■ Extracted information ■

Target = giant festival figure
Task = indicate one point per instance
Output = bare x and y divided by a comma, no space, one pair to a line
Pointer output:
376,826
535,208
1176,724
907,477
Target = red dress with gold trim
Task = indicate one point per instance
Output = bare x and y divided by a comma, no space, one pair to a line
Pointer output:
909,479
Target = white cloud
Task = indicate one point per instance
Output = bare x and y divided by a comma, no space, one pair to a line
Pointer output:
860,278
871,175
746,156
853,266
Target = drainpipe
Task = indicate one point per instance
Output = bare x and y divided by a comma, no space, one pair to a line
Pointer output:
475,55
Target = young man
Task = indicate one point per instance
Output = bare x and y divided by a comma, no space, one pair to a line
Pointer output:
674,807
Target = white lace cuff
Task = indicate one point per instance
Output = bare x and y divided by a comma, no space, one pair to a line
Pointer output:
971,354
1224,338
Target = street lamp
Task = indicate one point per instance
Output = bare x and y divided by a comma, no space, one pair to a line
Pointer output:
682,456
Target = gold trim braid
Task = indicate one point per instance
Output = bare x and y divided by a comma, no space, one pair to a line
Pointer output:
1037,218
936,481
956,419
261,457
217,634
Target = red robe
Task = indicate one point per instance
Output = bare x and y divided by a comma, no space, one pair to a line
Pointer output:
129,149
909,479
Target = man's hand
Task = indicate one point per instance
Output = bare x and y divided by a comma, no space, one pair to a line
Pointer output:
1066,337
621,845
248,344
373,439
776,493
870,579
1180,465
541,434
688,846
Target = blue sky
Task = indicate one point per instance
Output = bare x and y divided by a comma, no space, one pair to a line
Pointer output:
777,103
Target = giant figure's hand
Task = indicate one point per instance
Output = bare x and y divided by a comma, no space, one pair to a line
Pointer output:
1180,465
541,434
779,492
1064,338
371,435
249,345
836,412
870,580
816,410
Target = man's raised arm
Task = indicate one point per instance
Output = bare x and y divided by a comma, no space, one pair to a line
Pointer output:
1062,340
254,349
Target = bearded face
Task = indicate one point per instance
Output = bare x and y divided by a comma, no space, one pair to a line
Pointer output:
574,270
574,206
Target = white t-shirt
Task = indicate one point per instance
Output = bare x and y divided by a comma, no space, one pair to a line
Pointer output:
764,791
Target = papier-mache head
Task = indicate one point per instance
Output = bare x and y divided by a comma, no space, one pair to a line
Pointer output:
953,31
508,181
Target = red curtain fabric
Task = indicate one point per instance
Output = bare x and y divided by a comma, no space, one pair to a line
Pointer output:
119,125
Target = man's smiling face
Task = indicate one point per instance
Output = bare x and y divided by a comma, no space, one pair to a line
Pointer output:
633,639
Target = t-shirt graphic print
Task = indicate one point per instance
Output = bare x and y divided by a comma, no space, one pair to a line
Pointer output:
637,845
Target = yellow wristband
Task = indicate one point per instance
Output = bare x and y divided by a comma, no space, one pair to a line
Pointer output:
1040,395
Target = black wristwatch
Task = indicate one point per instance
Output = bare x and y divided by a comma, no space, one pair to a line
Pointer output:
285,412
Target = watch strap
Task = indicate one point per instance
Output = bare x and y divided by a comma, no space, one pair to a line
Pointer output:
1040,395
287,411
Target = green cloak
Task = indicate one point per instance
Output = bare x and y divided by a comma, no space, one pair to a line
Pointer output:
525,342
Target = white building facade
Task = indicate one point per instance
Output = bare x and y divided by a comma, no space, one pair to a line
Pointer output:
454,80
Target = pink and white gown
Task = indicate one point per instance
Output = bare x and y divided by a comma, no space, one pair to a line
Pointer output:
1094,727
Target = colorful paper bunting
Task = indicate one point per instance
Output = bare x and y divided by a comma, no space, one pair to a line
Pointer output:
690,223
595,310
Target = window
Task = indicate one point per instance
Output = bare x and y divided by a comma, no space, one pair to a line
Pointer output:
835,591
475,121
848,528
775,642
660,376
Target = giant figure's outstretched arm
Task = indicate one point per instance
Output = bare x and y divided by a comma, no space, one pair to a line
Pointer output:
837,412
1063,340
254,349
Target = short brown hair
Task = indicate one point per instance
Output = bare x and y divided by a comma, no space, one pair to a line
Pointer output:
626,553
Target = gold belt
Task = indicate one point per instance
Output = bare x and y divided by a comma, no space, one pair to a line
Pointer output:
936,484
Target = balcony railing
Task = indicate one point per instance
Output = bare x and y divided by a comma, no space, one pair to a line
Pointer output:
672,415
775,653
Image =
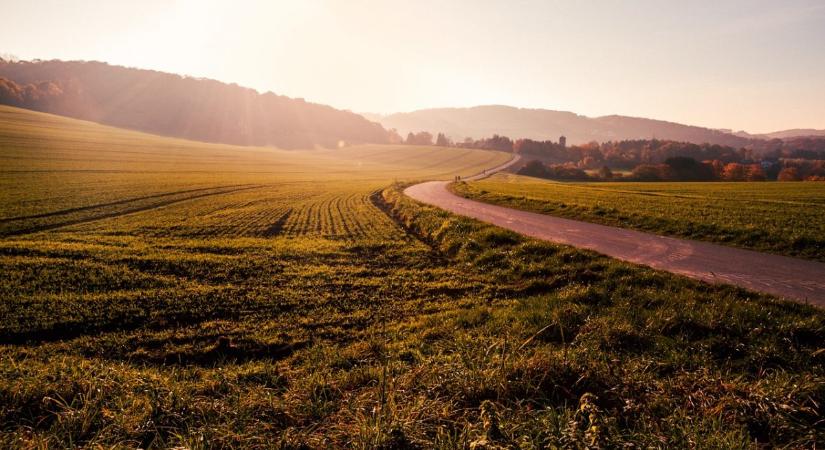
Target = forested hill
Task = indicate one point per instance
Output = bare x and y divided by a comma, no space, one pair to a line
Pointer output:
544,124
172,105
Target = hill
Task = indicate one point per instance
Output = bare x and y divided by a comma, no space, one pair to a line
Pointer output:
178,106
784,134
543,124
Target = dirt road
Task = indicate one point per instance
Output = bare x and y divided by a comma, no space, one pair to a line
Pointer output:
791,278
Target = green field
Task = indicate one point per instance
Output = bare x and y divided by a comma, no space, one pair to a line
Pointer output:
160,293
783,218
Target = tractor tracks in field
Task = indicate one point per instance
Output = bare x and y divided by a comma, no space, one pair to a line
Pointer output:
164,201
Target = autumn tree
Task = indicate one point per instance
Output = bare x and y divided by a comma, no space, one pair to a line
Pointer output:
443,141
734,172
789,174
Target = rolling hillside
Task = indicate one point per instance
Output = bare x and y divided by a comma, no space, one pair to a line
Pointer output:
543,124
172,105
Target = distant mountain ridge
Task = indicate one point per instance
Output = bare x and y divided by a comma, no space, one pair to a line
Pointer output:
184,107
784,134
544,124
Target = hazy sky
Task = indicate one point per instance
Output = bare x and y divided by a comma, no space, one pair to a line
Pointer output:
747,64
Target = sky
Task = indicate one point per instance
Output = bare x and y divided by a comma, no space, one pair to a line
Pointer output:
741,64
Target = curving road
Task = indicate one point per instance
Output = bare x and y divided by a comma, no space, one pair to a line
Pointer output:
791,278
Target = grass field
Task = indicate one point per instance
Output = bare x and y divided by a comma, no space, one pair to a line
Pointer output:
783,218
162,293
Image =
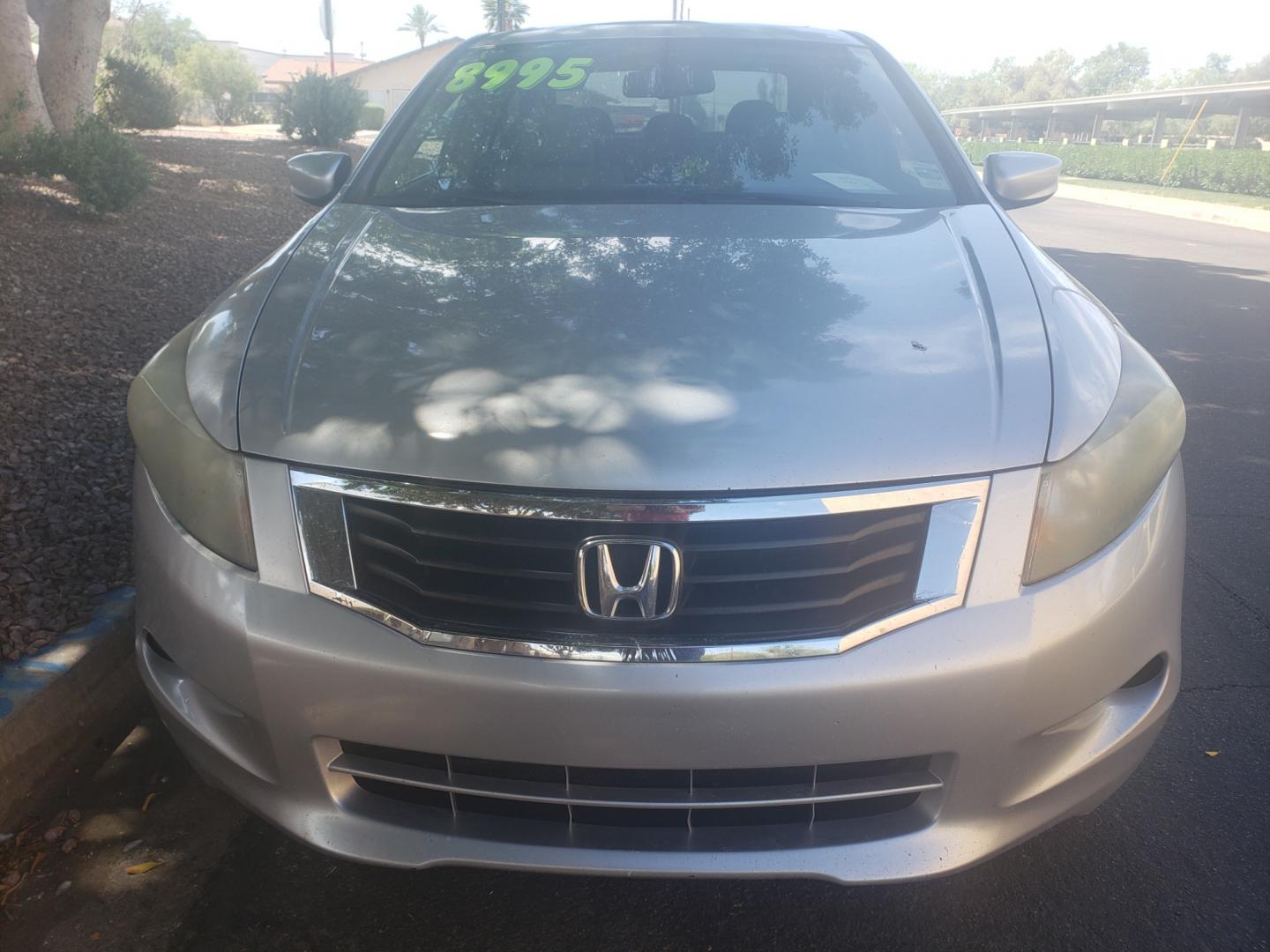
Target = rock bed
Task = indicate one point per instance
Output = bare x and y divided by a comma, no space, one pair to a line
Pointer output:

■ Goal ■
Drop the pictures and reproduce the rest of the entries above exactly.

■ Correct response ■
Target = giant festival figure
Task = indicate one point per instance
Output = bare x and y divided by a comma, no space, one pair to a line
Pointer output:
376,826
535,208
1176,724
907,477
Target = red dress with gold trim
Task = indicate one point per instance
Output = bare x and y divided by a comma, no space, one pair to a line
Pointer output:
909,479
Target = white cloud
Task = indicate one point per instance
Output = bare x and y divided by a comma, no space, one pair to a line
Pointer output:
860,278
871,175
746,156
853,266
Target = drainpipe
Task = indicate one point per instance
Output = bare x and y divided by a comma, no space, one pair to a line
Pointer output:
475,55
Target = young man
Task = indicate one point per instance
Output = bare x and y divided by a comma, no space, one pair to a line
Pointer output:
674,807
Target = white lace cuff
Task = indicate one point per instance
Output = bare x and y divided by a comma, no space, one pair to a line
Pointer output:
971,354
1224,338
Target = street lamp
Task = indicate one point per instance
Output = bare x and y divided by a comma, no space, one pair to a line
Pointer output:
682,456
Target = gold trim braid
Task = indicate one point per instance
Output = bare x and y divided by a comma, no space, one pair to a line
Pointer output:
1037,218
936,481
956,419
261,457
217,634
Target = red robe
Task = indicate one point per instance
Output = bare x and y divided by a comma, no space, one pair to a line
Pointer output:
129,149
909,479
Target = man's hand
Task = indicate one point per instance
Output = bare x and y divided by a comma, no space, one pair to a line
Pointer output:
1066,337
621,845
248,344
373,439
776,493
870,579
1180,465
541,434
688,846
Target = blue sky
Task = indicate one point per instance
Output = bare x and y divided by a comma, no space, one pair to a line
Pointer output:
777,103
Target = giant figure's hand
Task = indicate one point per instance
Output = bare x and y divided by a comma, no space, one pair to a line
Pointer output:
1180,465
541,434
779,492
1064,338
371,435
249,345
836,412
870,580
816,410
Target = man's raised arm
Task = indicate one point per instance
Output = bare x and y divided by a comma, no space, one pair to a line
Pointer output:
1062,340
254,349
Target = bearded face
Task = indicate one point per instance
Output = bare x and y divided by a comma, no space, one pair to a line
Pointer output:
574,270
574,206
Target = white t-shirt
Task = indicate one point per instance
Output = bare x and y divided by a comma, no space, one pair to a line
Pointer output:
764,791
Target = papier-mache head
Task = indicate one point per instance
Output = bare x and y divided by a comma, no space, one pair to a line
Pointer output:
953,31
508,181
Target = red curtain fabric
Task = indicate one point per instance
Output = bare x and y divided by a comma, no space, one pair to a line
Pointer output:
119,125
Target = man's smiling face
Task = indicate one point per instance
Output = bare x and y divided by a comma, no space, one pair to a line
Pointer output:
633,639
Target = t-shirt graphic print
Task = indicate one point per instance
Output = bare x and y divided by a comma, no space, one pair to a line
Pointer output:
637,845
Target = yellow wristband
Task = indicate one point per instance
Output = bare x and y divided by a comma, no space, one pair to a line
Pointer output:
1040,395
Target = black wristwatch
Task = indicate one point per instance
Output = bare x and y divided by a comma, no space, one pair to a line
Pointer output:
285,412
Target = watch strap
Task = indicate one point per instance
Output = bare x and y divided by a comma, no space, one pair to a line
Pointer output:
1040,395
287,411
Target = green cloak
Task = indicate one point per instance
Output = bare x and y divided by a comma, no space, one pair to a line
Pointer output:
525,342
Target = white building facade
Task = indicate one point per instance
Output = bare x and y divided by a comma, no space, one pair to a line
Pointer output:
454,80
Target = pink and white gown
Task = indicate one point per instance
Output = bare x and y divided by a comma, no space, one pair to a line
Pointer output:
1094,727
Target = colorful paper bunting
Task = indicate one point per instance
Output = bare x and y divided by a comma, no space, one pair to a line
Pointer output:
690,223
595,310
Target = window
Task = indicate one point per instance
Output = bare x and y divided by a comma, no space, one pair to a line
Pointer output:
835,591
475,121
848,528
775,642
660,376
Target = giant figure's outstretched arm
Task = indicate one point per instance
Output = bare x and y divided by a comma, no space, one pair to a line
Pointer output:
837,412
1063,340
254,349
Target = short brown hair
Task = indicate one point per instance
Output = bare x and y divided by a comma, no space, one pair to a line
Pointer output:
626,553
Target = gold belt
Task = indicate one point per instance
Output = bare x and y divided by a comma, no space, one pair to a line
Pointer output:
936,484
Target = balcony railing
Task = indicate one point per instance
Output = bare x and y divided by a comma, no space, one pair to a line
Pointer output:
672,415
775,653
Image =
Target = forested hill
Task = indicate one point per instance
Output = bare x and y divided by a comma, no space, one pair to a line
Pointer output:
544,124
172,105
Target = hill
Task = indicate one point per instance
Output = bare x and y divided by a comma, no space, one pair to a line
Pointer output:
178,106
784,134
543,124
Target = dirt road
Task = indicate one point per instance
Output = bare x and y divided by a comma, no space, one pair to a line
Pointer output:
791,278
Target = green field
Task = indicate one point per instance
Output = bare x and y divided by a comma, no space, one pair to a line
Pointer output:
160,293
783,218
Target = tractor tracks in field
Task = indicate one point per instance
Output = bare x and y divided by a comma, no space, one pair to a line
Pointer output:
164,201
Target = autumn tree
Task = indicate one point per instance
Output = bare x and y divided by a comma, no space, one pair to a line
Pointer output:
443,141
734,172
789,174
Target = rolling hillside
Task = indicate one point per instance
Output = bare x and y divided by a comma, no space, one pair to a line
Pointer output:
543,124
172,105
Target = distant mountain ridge
Task = indicate one point per instance
Output = bare x and y divided by a comma, no space, one pair to a line
Pointer output:
184,107
784,134
544,124
Target = hazy sky
Task = indicate one point per instance
Output = bare x and y divided by a comma, no space, one pair to a line
Pointer output:
747,64
Target = sky
Task = indicate one point per instance
Output = bare x and y divided by a comma, no space, one pair to a line
Pointer output:
741,64
Target = curving road
Task = indicate one point per instance
Output = bare x and y divided by a comma, no space, one pair to a line
Pointer output:
791,278
Target = grass field
Task = indicate one point per instance
Output = bare x and y divided by a comma, no space, one pair to a line
Pointer output:
783,218
162,293
Image =
Target = rock bed
Task = indicate one point per instance
Output = bare x and y divided by a comma, no space, one pair to a line
Pointer output:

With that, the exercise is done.